* Aim of the task
The output should consist solely of the lines running from the one that contains "Place a point on every instance of the unfinished" through the end of the records below, copied exactly.

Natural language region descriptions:
========================

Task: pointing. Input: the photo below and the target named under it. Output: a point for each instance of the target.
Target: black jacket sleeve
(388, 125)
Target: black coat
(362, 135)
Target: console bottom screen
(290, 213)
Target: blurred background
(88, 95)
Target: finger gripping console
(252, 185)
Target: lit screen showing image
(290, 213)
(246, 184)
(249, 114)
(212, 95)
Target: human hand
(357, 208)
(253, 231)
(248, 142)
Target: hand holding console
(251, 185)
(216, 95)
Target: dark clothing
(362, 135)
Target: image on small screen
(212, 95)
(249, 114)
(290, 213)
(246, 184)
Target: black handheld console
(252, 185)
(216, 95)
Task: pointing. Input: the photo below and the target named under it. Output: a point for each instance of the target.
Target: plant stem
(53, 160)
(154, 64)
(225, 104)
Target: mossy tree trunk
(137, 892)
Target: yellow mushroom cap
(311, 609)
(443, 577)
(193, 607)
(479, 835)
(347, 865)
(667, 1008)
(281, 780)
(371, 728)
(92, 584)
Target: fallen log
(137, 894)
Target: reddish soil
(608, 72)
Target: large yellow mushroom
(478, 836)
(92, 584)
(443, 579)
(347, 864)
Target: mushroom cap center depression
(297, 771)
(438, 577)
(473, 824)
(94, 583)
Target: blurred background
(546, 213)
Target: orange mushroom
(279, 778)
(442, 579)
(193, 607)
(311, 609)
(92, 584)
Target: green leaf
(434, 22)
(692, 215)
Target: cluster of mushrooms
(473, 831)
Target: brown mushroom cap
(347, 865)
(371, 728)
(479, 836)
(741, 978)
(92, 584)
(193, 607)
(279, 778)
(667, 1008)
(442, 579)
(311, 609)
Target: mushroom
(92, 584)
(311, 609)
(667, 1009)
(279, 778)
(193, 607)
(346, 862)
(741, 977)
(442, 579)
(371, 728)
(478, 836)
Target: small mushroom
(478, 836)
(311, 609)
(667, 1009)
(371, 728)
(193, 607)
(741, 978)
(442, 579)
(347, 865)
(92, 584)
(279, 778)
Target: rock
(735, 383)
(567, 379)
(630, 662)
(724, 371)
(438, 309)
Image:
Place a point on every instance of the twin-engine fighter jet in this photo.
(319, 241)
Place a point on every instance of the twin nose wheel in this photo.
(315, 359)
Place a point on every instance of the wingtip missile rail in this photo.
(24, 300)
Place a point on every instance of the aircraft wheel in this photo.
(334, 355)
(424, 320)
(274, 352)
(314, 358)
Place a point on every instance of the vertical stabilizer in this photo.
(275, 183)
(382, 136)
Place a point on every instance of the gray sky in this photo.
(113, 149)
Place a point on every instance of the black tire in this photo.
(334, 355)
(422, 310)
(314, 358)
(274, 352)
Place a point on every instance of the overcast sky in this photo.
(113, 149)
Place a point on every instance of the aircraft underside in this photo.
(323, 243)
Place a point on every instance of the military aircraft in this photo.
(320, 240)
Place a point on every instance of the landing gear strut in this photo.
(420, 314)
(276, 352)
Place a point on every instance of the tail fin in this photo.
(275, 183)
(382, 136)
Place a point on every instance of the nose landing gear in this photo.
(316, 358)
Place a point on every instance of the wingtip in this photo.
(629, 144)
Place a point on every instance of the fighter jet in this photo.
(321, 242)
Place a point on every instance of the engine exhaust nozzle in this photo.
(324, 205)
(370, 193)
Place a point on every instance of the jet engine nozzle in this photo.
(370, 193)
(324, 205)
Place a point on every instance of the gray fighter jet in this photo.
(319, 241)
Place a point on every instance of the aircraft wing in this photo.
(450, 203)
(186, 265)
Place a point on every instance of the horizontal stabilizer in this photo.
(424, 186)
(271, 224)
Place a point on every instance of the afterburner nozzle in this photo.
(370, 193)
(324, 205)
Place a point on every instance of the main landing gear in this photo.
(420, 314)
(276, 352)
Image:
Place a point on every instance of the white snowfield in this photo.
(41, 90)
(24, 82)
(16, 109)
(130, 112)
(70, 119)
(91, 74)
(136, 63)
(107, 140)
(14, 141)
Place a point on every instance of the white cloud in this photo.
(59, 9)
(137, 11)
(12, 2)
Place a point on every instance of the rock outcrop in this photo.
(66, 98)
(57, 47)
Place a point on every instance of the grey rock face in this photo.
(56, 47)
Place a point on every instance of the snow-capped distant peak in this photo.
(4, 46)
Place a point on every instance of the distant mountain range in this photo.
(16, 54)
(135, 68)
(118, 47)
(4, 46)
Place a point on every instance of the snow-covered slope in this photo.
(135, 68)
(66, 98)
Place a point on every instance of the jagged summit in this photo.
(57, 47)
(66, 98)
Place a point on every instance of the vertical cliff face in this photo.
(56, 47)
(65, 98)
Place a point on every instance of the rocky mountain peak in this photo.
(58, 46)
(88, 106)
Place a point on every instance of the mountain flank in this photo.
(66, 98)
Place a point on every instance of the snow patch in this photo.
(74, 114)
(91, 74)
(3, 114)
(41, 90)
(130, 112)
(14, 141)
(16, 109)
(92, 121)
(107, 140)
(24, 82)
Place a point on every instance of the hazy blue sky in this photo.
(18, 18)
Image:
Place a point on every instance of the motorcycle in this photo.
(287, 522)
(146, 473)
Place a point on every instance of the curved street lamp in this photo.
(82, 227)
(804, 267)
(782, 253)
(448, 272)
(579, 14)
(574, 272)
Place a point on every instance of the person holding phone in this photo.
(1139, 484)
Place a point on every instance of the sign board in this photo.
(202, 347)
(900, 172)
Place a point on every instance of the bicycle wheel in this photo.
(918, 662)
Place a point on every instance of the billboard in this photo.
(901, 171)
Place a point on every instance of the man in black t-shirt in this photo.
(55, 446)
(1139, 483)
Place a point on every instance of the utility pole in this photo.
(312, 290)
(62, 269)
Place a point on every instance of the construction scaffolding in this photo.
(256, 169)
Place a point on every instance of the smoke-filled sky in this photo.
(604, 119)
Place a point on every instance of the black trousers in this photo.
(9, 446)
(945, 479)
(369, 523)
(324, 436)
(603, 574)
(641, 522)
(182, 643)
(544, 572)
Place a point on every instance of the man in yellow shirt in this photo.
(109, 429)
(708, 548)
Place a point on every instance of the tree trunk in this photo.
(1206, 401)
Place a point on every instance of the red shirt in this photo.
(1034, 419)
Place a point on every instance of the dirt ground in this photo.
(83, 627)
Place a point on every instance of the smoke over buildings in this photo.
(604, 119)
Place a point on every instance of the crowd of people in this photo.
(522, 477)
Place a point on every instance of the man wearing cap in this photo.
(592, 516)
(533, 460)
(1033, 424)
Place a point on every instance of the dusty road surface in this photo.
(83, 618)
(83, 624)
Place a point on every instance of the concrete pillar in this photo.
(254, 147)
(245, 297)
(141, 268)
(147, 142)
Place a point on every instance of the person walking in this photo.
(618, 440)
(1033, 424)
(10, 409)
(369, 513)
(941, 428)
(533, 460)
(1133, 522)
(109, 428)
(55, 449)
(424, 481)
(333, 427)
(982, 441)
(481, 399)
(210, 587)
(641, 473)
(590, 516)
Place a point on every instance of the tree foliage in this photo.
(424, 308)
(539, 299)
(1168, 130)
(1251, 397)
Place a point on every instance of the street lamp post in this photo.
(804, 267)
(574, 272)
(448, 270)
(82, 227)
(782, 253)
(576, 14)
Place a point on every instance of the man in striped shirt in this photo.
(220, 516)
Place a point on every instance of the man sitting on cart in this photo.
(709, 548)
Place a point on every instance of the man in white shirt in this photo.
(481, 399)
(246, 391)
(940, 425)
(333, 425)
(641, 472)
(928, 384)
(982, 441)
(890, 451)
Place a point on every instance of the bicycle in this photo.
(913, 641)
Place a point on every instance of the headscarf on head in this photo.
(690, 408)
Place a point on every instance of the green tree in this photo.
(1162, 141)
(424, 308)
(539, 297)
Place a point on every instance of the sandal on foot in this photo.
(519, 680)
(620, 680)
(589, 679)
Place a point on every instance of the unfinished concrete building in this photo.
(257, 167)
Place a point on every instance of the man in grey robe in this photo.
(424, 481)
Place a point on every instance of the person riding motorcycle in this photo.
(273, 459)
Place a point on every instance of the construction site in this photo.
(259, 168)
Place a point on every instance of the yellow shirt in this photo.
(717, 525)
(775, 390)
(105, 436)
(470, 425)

========================

* Exercise result
Place a point on every instance of the unfinished concrete building in this photo.
(257, 167)
Place a point on every instance of the man in grey robe in this photo.
(424, 481)
Place a point on every instance of the person riding motorcycle in this photo.
(273, 459)
Place a point on every instance of the construction site in this photo.
(259, 168)
Place a point on every instance of the yellow shirt in this photo.
(717, 525)
(775, 390)
(105, 436)
(470, 425)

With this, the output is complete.